Investor Khawatirkan Risiko Perekonomian Global Terhadap Pasar Modal

Ajeng Dinar Ulfiana | KATADATA
Damhuri Nasution (kanan) selaku Kepala Danareksa Research Institut dalam acara mengenai paparan survei Katadata Investror Confidence Index (KICI) bersama Katadata di Jakarta, Selasa (30/1).
Penulis: Ihya Ulum Aldin
30/1/2019, 22.34 WIB

Hasil survei Katadata Investor Confidence Index (KICI) menunjukkan bahwa investor institusi tidak mengkhawatirkan kondisi perekonomian dalam negeri sebagai risiko yang mengancam kondisi pasar modal untuk saat ini hingga tiga bulan kedepan. Mereka lebih mengkhawatirkan risiko dari kondisi perekonomi global. 

Survei yang dilakukan terhadap 172 investor institusi yang terdiri dari manajer investasi, dana pensiun, dan asuransi menunjukkan mayoritas responden atau sebanyak 40,1% investor intitusi mengkhawatirkan perkembangan ekonomi global. Sedangkan hanya 4,1% responden yang mengkhawatirkan risiko dari perekonomian domestik. 

Damhuri Nasution, Panel Ahli Katadata Insight Center (KIC) mengatakan, tahun lalu ekonomi dalam negeri memang terdampak gejolak ekonomi global. Dia mencontohkan beberapa faktor yang mempengaruhi ekonomi domestik yaitu perang dagang antara Amerika Serikat (AS) dan Tiongkok, serta normalisasi kebijakan moneter AS dengan kenaikan suku bunga acuannya.

(Baca: Optimis Jelang Pilpres, Katadata Investor Confidence Index Capai 139,1)

"(Pada) 2018 ada gejolak di pasar keuangan, bisa dilihat dari pelemahan nilai tukar, penurunan IHSG. Semua itu disebabkan oleh faktor global," kata Damhuri dalam acara yang diadakan Katadata.co.id Press Talk "Peluang dan Risiko Investasi Jelang Pilpres" di Jakarta, Rabu (30/1).

Menurut data Bloomberg, Indeks Harga Saham Gabungan (IHSG) terkoreksi sebesar 2,5% sepanjang 2018, sedangkan nilai tukar rupiah mengalami pelemahan sebesar 6,89% pada periode yang sama.

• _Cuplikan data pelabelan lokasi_
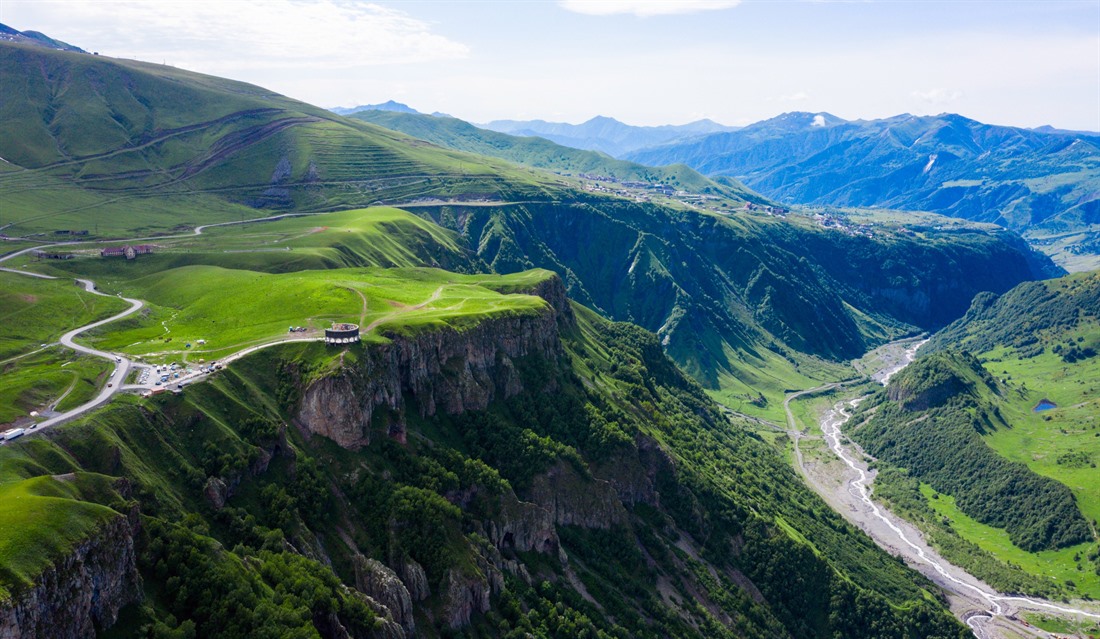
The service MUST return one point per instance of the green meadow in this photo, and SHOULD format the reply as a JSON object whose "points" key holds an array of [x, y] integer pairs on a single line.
{"points": [[44, 517], [55, 376], [232, 309], [1064, 442], [35, 371], [34, 311], [1058, 565]]}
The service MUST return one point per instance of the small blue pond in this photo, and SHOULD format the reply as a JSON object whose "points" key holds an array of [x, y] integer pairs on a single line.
{"points": [[1044, 405]]}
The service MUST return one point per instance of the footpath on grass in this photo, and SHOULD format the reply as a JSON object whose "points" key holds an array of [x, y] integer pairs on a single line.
{"points": [[123, 364], [989, 614]]}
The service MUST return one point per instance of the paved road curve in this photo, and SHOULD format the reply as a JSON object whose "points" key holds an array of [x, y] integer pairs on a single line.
{"points": [[993, 612], [123, 364]]}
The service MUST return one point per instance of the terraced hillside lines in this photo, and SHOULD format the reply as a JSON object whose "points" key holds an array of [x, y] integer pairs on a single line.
{"points": [[117, 146]]}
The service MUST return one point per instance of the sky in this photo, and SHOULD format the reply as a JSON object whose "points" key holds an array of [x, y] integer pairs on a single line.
{"points": [[644, 62]]}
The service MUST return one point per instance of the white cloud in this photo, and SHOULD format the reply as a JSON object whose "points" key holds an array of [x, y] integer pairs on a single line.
{"points": [[218, 36], [645, 8], [938, 96]]}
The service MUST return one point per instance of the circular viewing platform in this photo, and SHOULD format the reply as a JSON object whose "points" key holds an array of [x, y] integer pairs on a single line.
{"points": [[341, 334]]}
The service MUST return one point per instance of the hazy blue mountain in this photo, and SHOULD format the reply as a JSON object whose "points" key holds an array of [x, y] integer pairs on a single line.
{"points": [[948, 164], [541, 153], [9, 34], [607, 134], [387, 106]]}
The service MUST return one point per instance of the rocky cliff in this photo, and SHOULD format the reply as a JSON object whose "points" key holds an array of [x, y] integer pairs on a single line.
{"points": [[81, 592], [449, 371]]}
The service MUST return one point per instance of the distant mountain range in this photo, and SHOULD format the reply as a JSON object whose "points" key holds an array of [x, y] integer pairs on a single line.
{"points": [[541, 153], [1043, 178], [9, 34], [389, 106], [607, 134]]}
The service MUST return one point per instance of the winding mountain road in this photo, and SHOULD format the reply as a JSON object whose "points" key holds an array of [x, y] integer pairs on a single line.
{"points": [[123, 364], [989, 614]]}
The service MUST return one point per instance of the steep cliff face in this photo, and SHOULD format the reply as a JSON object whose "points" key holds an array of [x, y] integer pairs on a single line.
{"points": [[81, 592], [447, 371]]}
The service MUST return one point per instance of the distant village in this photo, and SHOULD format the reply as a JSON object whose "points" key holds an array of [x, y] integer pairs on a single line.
{"points": [[644, 191], [128, 252]]}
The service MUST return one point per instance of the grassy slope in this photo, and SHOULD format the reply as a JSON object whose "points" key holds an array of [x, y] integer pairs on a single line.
{"points": [[1062, 443], [34, 312], [43, 516], [118, 147], [121, 146], [541, 153], [736, 505], [190, 303]]}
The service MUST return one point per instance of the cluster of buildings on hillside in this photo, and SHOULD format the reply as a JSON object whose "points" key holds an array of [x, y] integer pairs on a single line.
{"points": [[129, 251], [842, 223]]}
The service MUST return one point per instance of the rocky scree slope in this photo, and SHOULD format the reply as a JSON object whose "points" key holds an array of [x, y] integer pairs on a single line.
{"points": [[563, 478]]}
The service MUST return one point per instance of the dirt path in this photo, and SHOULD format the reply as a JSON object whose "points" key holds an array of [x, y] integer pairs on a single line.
{"points": [[391, 316]]}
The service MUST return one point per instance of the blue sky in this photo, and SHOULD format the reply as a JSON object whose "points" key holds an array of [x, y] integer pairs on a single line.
{"points": [[1020, 63]]}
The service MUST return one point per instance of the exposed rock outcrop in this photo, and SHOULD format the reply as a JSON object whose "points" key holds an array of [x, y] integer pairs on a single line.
{"points": [[448, 371], [575, 500], [634, 473], [383, 585], [415, 580], [80, 592], [523, 526]]}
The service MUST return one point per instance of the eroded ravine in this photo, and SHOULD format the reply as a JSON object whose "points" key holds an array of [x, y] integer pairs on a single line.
{"points": [[988, 613]]}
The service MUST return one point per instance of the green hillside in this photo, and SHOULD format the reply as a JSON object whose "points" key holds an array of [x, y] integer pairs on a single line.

• _Tantangan_
Menurut teks bacaan, berapa persen investor institusi yang mengkhawatirkan perkembangan ekonomi global? Jawablah hanya dengan berpegang pada teks bacaan.

• _Jawaban Latihan_
Sebanyak 40,1% investor institusi.